**WHAT YOU SHOULD DO**: Would you output the whole listing below, exactly as it reads?
==== SUPPLIED RECORDS
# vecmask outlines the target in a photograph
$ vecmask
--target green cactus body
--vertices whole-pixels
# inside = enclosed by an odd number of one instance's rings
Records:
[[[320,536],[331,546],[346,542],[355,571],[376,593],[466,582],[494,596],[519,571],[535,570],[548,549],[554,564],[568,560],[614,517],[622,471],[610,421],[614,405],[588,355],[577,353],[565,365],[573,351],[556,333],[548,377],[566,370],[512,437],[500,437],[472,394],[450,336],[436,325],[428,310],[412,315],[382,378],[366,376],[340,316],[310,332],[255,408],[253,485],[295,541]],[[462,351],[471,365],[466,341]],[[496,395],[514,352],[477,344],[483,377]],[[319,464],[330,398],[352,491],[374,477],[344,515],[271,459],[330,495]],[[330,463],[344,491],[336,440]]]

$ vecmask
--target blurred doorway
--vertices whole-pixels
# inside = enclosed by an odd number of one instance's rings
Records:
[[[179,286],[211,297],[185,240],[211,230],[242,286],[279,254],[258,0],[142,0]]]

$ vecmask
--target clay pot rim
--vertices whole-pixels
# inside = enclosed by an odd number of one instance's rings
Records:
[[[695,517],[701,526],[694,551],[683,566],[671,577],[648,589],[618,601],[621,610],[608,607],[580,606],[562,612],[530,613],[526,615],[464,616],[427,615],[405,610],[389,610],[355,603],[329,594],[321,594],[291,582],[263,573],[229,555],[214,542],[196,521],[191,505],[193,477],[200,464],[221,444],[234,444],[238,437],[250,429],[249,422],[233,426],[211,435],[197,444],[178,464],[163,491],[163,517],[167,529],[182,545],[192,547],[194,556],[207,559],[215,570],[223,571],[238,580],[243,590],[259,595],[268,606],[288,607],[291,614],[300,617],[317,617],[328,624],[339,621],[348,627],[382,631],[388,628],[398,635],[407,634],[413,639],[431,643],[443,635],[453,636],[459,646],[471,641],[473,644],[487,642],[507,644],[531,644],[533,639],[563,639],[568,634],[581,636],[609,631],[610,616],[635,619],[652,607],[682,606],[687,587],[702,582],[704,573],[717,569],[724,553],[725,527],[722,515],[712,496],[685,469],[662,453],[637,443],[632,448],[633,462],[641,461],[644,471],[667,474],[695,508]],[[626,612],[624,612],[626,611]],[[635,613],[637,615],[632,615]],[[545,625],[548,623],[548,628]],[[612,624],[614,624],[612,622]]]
========
**RESPONSE FOR THIS EXERCISE**:
# vecmask outlines the target in a photograph
$ vecmask
--target green cactus body
--vertices whole-pixels
# inside = enclosed by an odd number of one instance's rings
Records:
[[[320,536],[331,546],[346,542],[355,571],[376,593],[466,582],[494,596],[519,571],[535,570],[548,549],[554,564],[568,560],[614,517],[622,471],[610,421],[614,405],[588,355],[577,353],[565,365],[573,351],[556,333],[548,377],[566,370],[512,437],[500,437],[472,394],[450,336],[436,325],[428,310],[412,315],[382,378],[366,376],[340,316],[310,332],[255,408],[253,485],[295,541]],[[462,351],[471,365],[466,341]],[[496,395],[514,352],[477,344],[483,377]],[[319,464],[330,398],[352,491],[374,477],[344,515],[271,459],[330,495]],[[330,463],[344,491],[336,440]]]

$ vecmask
--target blurred doorway
--vertices whole-pixels
# inside = enclosed by an odd number of one instance's rings
Records:
[[[179,286],[211,297],[185,240],[211,230],[242,286],[279,254],[258,0],[142,0]]]

$ vecmask
--target clay pot rim
--vertices whole-pixels
# inside = enclosed by an odd number of one instance's rings
Records:
[[[695,517],[701,526],[694,551],[683,566],[671,577],[648,589],[618,601],[621,610],[608,607],[580,606],[562,612],[530,613],[526,615],[464,616],[427,615],[405,610],[389,610],[355,603],[329,594],[321,594],[291,582],[263,573],[229,555],[214,542],[196,521],[191,505],[193,477],[200,464],[221,444],[234,444],[238,437],[250,429],[249,422],[233,426],[211,435],[197,444],[178,464],[163,491],[163,517],[167,529],[182,545],[192,547],[194,556],[207,559],[215,570],[223,571],[238,580],[243,590],[259,595],[268,606],[288,607],[291,614],[300,617],[317,617],[328,624],[339,621],[348,627],[382,631],[388,628],[398,635],[407,634],[413,639],[431,643],[443,635],[453,636],[459,646],[471,641],[473,644],[487,642],[507,644],[531,644],[533,639],[563,639],[568,634],[581,636],[609,631],[610,616],[635,619],[652,607],[682,606],[687,587],[702,582],[704,573],[717,569],[724,553],[725,527],[722,515],[712,496],[685,469],[662,453],[637,443],[632,448],[633,462],[641,461],[644,471],[667,474],[695,508]],[[626,612],[624,612],[626,611]],[[635,613],[637,615],[632,615]],[[545,625],[548,623],[548,628]],[[612,624],[614,624],[612,622]]]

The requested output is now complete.